Supplied text
# # # # #

December 18th 2022 Update of proposals for Delancey South and Grand North

The Chinatown Revitalization Initiative presented many safety-providing, positive, interesting  proposals. We thank Governor Hochul for this funding.

This is a link to all the projects proposed

Specifically, on the proposal for Sara Roosevelt Park Hester to South Delancey:

We’ve listened to nearby residents, local organizations, gardeners, businesses, and sports users, we’ve sent out updates, used social media, and conducted one in-park tabling for ideas and to create awareness (not nearly enough).

Our proposals, as always, draft pending true community engagement.  “In-Park” outreach with no ties to gentrification histories needed.

For safety, for beauty, for public park uses, for maintaining our unique strengths and our diversity, while upgrading for even more positive use, for encouraging the neighborhood and public to see Parks as their backyards, get-away vacation spots, their air-conditioning, for for uses aligned with the needs of our neighborhoods, that do not encourage further displacement of the low-income communities of color here via gentrification:

  • After a number of consultations with birders over the years: New wrought iron fence around the bird sanctuary 5-7’ tall -north end for safety, 4’ for south section with gate so there are two means of egress in an emergency. Consult birders for any changes.
  • Grand St. entryway. Remove brick walls along Grand Str for maximum visibility from the street.

# # # # #

Requests
[1] In the park proposals update, how tall should the new wrought iron fence be at the north end of the bird sanctuary?
[2] Translate this sentence from the park proposals update into Spanish: "We thank Governor Hochul for this funding."
[3] Carry on the park proposals update from where it stops.
The listing that follows has no connection to the park proposals update.

Supplied material
# # # # #

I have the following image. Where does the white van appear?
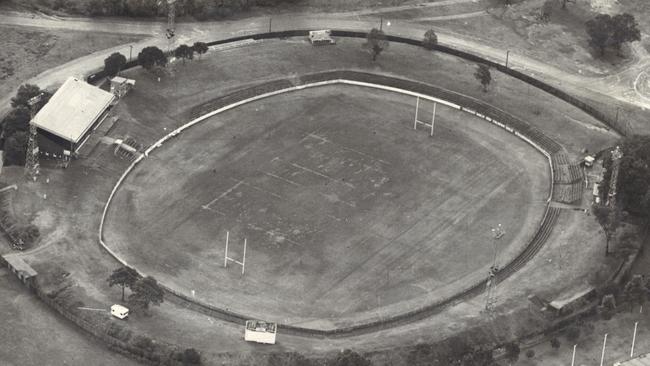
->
[111,304,129,319]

# # # # #

Task-by-task answers
[1] Between 5 and 7 feet tall.

[2] Agradecemos a la gobernadora Hochul por esta financiación.

[3]
  • South Delancey entryway Remove broken steps, create two wide accessible pathways.
  • Retain community stewarded garden plots.
  • Pipe a water source – for Bruckner box and water fountain.
  • Remove low brick walls that front the two side plots – misused. Restore decorative gates.
  • Attach two metal tables in the open walk-way areas. Visible from street to provide seating that doesn’t encourage harmful or unsanitary acts.
  • Repair asphalt from Delancey to Grand, or as much as funding allows, for accessibility.
  • New, brighter lighting, downward facing in the area.
  • Less vital: Fix the benches along the Pit.
  • Do in sections so most of the park can remain open.
  • Fix drainage in Pit in southern end.
  • Share the Broome Parkhouse with a local community organization or return it for full community activation.
  • We are currently seeking information from those who would be most impacted but we do not have enough information on what the people of  Forsyth Hester to Grand section want/need. Such as, how would it affect their parking needs? Small businesses, the local schools, Parks Dept, and residents need to weigh in on this part of the proposal.
  • We assume Parks Department will address and heed all of this.


We have a synthetic turf field in this section and are oversaturated with synthetic turf fields (used primarily by outside groups). Issues with carcinogenic materials.

More problematically, no one we spoke to, who lives (or plays) or has businesses here (for decades) had heard of this or, if they had, did not think it affected them.

In this area of SRP ‘The Pit’ is one of the only active, versatile, and well used space (by the community): The Burmese Water Festival, the New Museum, elected officials, ROAR, badminton, Tai Chi, Bike Polo, Soccer (the soccer ‘pitch’ recently painted as an East River Park mitigation), etc. As such, The Pit use makes the area safer, as does the gardening by SRPCC volunteers and the 5th Pct’s Youth Explorers. City Relief also provides a safety on south Delancey on Thursdays.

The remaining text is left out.